- **TAREA BREVE 1**: ¿Puedes extraer literalmente del fragmento sobre la socialdemocracia todo lo que va desde "En esta historia" hasta "inviable la primera."?
- **TAREA BREVE 2**: ¿Cómo sigue el fragmento sobre la socialdemocracia? Escribe su continuación a partir de la última oración.

- **FRAGMENTO**:
En esta historia del socialismo, hay una excepción: la socialdemocracia europea surgida después de la II Guerra Mundial. En 1959, en el programa de Bad Godesberg, el Partido Socialdemócrata Alemán (SPD) culminó su proceso de abandono del marxismo y se declaró a favor de la economía social de mercado. El documento, que tuvo una gran influencia en el resto de los partidos europeos, identificaba totalmente socialdemocracia con democracia, hasta el punto de admitir que sin la segunda es inviable la primera.
El SPD no renunciaba en modo alguno a una redistribución más justa de la riqueza como aspiración básica, pero sí dejaba de lado la socialización de los medios de producción. Por ese camino, se constituyó en la única modalidad socialista de éxito de la historia en términos de libertad y prosperidad, junto con los laboralistas británicos. Fue además, en compañía de liberales y democratacristianos, promotora del proyecto de la Unión Europea, cuyos principios básicos —democracia liberal, Estado de bienestar y economía social de mercado— asumió como propios.

Elementos de datos:
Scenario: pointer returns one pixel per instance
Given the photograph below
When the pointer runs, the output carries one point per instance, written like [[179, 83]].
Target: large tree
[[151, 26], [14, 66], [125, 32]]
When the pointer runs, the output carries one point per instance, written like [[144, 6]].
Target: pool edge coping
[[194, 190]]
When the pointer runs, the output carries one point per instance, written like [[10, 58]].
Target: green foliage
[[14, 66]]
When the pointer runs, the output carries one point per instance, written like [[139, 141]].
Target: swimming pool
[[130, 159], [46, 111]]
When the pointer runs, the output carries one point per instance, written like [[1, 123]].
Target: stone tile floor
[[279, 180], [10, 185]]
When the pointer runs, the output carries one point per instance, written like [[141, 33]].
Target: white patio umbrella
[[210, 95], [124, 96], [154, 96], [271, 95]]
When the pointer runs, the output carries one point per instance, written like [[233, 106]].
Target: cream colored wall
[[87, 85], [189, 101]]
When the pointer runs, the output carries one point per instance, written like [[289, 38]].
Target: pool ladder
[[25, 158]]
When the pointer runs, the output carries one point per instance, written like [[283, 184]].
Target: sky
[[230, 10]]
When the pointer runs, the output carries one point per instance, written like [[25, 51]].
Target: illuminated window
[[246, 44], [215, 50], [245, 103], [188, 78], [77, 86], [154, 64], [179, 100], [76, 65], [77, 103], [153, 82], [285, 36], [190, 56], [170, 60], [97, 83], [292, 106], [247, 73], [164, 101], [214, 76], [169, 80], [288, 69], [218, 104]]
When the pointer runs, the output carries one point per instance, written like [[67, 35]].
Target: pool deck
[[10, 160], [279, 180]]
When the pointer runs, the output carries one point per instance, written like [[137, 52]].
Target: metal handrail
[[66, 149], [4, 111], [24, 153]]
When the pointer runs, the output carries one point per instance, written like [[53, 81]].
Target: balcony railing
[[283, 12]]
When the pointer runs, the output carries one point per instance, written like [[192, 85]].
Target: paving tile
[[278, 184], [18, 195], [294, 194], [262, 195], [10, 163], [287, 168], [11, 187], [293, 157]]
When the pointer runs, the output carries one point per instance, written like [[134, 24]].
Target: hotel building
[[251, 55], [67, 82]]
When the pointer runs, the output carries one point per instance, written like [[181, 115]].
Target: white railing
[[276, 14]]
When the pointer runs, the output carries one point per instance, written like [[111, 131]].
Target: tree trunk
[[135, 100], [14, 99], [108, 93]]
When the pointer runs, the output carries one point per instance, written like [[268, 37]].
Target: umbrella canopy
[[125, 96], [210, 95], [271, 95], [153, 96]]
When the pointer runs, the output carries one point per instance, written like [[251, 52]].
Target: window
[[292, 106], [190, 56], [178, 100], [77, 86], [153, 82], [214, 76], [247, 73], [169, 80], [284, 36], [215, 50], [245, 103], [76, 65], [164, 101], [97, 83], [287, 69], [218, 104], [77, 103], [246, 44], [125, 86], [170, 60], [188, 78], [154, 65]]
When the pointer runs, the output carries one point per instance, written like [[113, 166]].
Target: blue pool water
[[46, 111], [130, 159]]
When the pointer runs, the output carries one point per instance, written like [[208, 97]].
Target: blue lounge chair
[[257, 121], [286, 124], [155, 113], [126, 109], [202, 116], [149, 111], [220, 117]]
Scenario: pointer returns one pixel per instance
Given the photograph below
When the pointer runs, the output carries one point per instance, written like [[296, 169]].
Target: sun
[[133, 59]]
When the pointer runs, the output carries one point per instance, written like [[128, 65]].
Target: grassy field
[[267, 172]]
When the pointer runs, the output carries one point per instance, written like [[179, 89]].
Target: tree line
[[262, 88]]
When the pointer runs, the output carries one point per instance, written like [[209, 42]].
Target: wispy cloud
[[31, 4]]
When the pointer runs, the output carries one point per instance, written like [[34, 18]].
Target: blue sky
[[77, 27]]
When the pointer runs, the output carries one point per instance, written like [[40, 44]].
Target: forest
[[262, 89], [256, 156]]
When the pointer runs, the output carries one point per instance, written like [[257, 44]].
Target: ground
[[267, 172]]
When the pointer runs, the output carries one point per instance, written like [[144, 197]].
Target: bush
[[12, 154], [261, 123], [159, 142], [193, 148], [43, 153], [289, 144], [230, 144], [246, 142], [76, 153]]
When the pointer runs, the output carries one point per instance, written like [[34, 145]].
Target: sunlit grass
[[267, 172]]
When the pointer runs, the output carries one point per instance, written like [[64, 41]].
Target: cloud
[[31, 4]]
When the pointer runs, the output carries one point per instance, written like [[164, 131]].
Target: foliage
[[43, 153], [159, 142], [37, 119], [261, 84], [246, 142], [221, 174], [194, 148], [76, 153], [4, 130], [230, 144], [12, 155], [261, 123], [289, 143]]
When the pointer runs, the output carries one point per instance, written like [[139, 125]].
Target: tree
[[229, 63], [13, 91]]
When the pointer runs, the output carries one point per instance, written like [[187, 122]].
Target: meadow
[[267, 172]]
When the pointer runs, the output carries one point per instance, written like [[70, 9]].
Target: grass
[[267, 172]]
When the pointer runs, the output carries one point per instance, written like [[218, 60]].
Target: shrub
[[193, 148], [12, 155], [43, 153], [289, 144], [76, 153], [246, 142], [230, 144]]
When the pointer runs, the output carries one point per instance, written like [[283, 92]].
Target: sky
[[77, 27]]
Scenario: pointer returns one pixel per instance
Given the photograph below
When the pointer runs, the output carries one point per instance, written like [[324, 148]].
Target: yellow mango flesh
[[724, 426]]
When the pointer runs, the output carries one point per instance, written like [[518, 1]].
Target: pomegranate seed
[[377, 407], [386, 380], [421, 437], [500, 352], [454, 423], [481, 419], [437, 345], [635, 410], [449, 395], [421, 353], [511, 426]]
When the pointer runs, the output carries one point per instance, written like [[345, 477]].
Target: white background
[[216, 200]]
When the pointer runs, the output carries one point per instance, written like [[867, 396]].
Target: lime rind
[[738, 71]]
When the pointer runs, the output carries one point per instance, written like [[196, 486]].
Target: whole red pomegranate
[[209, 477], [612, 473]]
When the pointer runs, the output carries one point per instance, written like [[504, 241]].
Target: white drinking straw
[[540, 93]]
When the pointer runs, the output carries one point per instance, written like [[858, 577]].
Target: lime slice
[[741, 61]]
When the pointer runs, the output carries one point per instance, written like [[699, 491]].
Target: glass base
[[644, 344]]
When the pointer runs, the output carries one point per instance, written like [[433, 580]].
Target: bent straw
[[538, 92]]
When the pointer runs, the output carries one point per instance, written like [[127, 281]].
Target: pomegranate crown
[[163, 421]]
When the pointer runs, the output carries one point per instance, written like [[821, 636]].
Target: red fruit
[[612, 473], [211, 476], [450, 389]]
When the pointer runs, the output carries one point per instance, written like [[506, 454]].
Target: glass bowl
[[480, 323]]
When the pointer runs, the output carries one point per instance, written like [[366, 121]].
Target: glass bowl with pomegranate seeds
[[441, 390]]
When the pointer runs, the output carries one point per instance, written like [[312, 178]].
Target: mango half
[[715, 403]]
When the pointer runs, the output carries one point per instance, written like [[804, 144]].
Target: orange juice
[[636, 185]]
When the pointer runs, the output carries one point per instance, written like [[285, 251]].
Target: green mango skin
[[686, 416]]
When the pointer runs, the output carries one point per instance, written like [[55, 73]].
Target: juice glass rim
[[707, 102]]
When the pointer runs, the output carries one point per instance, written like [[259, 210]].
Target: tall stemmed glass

- **RESULTADO FINAL 1**:
En esta historia del socialismo, hay una excepción: la socialdemocracia europea surgida después de la II Guerra Mundial. En 1959, en el programa de Bad Godesberg, el Partido Socialdemócrata Alemán (SPD) culminó su proceso de abandono del marxismo y se declaró a favor de la economía social de mercado. El documento, que tuvo una gran influencia en el resto de los partidos europeos, identificaba totalmente socialdemocracia con democracia, hasta el punto de admitir que sin la segunda es inviable la primera.

- **RESULTADO FINAL 2**:
En España, siguiendo la estela alemana, el PSOE abandonó el marxismo en 1979, en sus congresos 28º y 29º. Un año antes, había sido un partido determinante en la elaboración y aprobación de la Constitución; tres años después consiguió una victoria electoral aplastante y en 1985, ya en el Gobierno, firmó adhesión a la UE, hitos todos ellos de una etapa que yo no dudo en calificar como la “edad de oro” del socialismo español.
Sin embargo, desde hace algunos años, la socialdemocracia está en crisis. Muchos apuntan a una cierta alteración de los principios fundacionales: la redistribución de la riqueza a través del empleo y de unos servicios públicos de calidad ha quedado preterida por la llamada ideología woke, que viene a oscurecer la defensa de las clases trabajadoras y de los derechos universales en favor de la lucha de identidades y de defensa de las minorías y ha dejado la vida política reducida a un conflicto permanente entre opresores y oprimidos según su identidad.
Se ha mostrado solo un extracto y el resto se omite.